(Some records)
☆ ☆ ☆ ☆ ☆

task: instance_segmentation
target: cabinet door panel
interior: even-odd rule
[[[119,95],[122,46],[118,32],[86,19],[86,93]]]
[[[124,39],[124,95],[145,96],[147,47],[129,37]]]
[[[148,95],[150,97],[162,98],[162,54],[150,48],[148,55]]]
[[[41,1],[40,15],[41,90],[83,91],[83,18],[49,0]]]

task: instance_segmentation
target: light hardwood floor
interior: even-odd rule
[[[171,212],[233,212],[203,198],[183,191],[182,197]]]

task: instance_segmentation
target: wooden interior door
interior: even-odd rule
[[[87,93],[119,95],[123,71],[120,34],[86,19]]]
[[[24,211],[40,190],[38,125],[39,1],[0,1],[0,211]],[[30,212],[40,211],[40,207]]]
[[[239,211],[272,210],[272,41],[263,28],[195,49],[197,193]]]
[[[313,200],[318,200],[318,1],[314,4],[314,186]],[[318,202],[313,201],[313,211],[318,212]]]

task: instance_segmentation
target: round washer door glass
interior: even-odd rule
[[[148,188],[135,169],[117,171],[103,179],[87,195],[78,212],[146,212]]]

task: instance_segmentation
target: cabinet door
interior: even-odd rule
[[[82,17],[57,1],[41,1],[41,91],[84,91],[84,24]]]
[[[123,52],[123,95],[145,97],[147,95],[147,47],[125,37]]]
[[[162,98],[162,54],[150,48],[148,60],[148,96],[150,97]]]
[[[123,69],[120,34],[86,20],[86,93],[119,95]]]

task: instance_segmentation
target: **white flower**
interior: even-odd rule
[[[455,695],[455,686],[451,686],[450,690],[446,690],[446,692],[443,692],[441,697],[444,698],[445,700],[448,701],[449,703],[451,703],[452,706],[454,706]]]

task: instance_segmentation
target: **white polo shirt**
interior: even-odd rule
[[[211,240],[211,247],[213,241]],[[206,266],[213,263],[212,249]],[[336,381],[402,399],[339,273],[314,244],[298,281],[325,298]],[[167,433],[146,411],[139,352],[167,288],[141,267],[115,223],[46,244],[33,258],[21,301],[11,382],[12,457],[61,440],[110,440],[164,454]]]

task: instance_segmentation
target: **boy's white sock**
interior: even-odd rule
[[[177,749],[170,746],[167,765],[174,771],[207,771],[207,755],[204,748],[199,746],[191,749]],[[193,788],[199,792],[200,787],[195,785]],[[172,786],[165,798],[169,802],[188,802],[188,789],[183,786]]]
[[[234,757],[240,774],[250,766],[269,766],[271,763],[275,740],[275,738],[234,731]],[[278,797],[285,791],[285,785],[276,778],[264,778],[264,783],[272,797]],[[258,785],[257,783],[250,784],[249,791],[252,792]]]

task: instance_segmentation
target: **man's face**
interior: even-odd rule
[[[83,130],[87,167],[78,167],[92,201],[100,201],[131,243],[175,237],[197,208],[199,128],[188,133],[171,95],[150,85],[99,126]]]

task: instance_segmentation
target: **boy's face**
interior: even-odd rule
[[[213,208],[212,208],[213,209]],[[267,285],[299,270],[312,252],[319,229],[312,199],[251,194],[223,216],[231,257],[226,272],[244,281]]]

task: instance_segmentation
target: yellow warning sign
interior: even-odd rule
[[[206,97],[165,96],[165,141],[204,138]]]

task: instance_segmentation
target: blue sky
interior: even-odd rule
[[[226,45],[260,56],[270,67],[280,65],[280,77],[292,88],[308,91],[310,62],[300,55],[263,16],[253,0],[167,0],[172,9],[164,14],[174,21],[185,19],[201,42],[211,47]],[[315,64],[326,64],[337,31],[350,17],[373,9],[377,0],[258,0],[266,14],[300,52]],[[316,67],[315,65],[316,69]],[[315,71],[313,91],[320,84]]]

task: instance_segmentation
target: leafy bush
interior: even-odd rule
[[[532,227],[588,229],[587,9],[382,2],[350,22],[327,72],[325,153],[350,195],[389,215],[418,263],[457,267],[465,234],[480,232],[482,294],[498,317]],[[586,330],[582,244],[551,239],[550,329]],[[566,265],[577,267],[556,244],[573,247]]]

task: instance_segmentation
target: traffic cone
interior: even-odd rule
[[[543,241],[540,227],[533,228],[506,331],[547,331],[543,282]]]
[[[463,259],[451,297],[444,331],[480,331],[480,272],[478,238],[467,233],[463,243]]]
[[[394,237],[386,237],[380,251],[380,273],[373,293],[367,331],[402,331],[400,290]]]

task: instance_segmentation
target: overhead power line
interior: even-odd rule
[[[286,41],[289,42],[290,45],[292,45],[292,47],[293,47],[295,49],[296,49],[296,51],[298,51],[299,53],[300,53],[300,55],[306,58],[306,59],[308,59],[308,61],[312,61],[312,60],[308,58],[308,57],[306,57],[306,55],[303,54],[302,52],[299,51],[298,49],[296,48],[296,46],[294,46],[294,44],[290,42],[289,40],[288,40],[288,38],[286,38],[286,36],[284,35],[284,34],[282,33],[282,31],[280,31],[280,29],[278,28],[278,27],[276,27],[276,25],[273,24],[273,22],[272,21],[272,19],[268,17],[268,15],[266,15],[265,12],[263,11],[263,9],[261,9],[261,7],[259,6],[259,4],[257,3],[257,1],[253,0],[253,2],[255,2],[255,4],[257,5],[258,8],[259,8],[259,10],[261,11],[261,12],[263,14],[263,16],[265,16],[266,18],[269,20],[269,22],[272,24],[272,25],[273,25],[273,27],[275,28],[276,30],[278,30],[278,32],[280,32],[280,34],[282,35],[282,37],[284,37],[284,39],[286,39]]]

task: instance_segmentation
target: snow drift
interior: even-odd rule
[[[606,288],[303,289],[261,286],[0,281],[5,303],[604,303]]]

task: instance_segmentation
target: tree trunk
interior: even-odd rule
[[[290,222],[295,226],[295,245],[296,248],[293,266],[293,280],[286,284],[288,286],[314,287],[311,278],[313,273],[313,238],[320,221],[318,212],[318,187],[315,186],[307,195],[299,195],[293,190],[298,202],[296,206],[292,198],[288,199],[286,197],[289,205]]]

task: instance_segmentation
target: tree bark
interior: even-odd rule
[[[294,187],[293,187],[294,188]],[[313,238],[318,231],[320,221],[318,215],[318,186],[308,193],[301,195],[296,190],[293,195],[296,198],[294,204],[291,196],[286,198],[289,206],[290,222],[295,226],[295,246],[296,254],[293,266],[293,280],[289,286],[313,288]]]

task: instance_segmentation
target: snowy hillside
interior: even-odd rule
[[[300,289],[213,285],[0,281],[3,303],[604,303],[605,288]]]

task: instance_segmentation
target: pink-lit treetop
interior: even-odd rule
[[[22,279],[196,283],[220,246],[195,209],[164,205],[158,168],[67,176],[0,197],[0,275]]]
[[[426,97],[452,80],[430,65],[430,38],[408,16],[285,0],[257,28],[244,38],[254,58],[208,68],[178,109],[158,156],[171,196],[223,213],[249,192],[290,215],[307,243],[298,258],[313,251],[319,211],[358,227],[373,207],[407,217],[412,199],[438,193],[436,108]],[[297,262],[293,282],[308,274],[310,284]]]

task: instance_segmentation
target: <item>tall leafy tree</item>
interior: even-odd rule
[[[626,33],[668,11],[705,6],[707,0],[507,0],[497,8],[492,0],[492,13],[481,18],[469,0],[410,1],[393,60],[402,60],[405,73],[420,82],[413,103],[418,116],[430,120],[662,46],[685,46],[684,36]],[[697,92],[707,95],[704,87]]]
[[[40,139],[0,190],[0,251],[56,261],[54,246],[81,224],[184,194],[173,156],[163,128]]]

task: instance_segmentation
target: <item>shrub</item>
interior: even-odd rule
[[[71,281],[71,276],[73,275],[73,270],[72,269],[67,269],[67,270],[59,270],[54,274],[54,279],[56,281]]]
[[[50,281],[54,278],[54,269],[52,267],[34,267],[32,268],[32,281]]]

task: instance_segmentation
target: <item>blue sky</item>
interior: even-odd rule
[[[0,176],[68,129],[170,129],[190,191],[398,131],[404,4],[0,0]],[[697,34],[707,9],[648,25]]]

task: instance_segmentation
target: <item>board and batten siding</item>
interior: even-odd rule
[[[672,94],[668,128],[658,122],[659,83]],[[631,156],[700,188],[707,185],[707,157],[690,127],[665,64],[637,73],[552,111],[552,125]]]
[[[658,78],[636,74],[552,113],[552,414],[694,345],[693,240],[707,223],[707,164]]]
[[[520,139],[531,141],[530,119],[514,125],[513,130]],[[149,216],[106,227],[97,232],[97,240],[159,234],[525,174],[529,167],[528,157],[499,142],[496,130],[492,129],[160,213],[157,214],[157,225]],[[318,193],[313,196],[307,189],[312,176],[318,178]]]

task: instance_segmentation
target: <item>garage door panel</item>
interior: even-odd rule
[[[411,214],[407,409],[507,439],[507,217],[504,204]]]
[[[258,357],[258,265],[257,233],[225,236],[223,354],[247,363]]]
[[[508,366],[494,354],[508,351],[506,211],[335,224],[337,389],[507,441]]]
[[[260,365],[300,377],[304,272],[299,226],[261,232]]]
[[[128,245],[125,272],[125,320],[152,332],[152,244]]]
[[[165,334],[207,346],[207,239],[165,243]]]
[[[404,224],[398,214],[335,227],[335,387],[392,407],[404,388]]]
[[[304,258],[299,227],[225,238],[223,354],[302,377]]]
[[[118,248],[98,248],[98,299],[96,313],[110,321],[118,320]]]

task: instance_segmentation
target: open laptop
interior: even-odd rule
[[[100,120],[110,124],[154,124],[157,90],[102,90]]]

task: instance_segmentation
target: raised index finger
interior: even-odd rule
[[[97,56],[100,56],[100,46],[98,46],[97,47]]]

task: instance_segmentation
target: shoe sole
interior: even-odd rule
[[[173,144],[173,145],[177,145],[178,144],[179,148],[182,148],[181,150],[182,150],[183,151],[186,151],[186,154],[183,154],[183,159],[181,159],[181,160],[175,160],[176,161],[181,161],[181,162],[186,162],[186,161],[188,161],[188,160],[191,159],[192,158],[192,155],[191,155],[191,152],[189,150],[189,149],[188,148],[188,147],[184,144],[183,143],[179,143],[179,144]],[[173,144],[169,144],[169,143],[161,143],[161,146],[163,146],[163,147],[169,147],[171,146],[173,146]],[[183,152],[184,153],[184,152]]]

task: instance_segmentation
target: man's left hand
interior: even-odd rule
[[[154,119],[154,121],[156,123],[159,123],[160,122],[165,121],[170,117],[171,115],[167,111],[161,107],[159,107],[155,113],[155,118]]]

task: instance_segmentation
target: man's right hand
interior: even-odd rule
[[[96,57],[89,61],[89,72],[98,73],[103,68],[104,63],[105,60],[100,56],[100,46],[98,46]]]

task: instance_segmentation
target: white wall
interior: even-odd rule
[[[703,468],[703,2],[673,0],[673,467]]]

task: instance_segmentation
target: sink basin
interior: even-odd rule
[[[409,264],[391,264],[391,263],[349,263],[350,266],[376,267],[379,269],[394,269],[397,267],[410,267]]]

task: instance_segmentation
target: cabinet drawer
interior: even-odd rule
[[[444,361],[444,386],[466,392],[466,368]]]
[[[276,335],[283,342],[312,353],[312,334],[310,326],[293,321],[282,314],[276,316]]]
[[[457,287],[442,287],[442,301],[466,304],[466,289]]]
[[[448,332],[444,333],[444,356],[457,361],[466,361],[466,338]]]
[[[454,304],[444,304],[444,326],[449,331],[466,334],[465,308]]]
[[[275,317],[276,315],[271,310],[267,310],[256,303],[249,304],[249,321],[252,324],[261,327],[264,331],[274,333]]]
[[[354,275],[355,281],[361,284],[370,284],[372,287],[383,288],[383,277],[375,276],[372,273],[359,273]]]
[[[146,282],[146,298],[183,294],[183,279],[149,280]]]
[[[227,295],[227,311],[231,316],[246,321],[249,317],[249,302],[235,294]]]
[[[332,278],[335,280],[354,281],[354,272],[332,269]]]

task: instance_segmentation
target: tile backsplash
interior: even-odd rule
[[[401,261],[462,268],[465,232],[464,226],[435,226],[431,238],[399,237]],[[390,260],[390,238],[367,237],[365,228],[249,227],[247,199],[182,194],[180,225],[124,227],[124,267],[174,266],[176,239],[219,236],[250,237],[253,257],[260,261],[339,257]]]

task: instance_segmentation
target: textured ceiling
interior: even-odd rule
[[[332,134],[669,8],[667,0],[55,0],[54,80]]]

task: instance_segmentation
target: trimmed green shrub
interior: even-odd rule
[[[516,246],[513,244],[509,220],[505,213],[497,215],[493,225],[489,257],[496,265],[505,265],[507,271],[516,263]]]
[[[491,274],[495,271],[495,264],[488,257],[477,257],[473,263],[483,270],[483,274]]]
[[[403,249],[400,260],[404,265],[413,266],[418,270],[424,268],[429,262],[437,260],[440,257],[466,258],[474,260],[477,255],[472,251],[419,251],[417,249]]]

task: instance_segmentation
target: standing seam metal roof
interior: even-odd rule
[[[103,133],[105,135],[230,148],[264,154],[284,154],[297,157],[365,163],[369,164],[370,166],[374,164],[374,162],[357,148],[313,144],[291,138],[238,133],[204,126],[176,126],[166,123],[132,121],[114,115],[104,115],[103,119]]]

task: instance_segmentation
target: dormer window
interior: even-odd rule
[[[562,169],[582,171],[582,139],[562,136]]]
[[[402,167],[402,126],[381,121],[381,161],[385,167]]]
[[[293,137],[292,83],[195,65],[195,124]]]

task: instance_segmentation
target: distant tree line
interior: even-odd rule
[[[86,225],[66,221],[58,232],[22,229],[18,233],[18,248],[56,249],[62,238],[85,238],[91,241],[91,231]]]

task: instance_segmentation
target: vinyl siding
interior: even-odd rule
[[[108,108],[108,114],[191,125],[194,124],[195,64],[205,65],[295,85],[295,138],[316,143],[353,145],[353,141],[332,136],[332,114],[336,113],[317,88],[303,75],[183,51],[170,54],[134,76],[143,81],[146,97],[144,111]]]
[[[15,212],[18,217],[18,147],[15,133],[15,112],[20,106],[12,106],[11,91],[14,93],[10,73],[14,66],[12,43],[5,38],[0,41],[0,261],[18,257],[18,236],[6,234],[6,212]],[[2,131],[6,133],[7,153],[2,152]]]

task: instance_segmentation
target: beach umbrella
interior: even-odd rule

☆ ☆ ☆ ☆ ☆

> _TASK_
Pick out every line of the entries that contains the word "shrub". Case counts.

> _RESULT_
target: <item>shrub</item>
target: trimmed green shrub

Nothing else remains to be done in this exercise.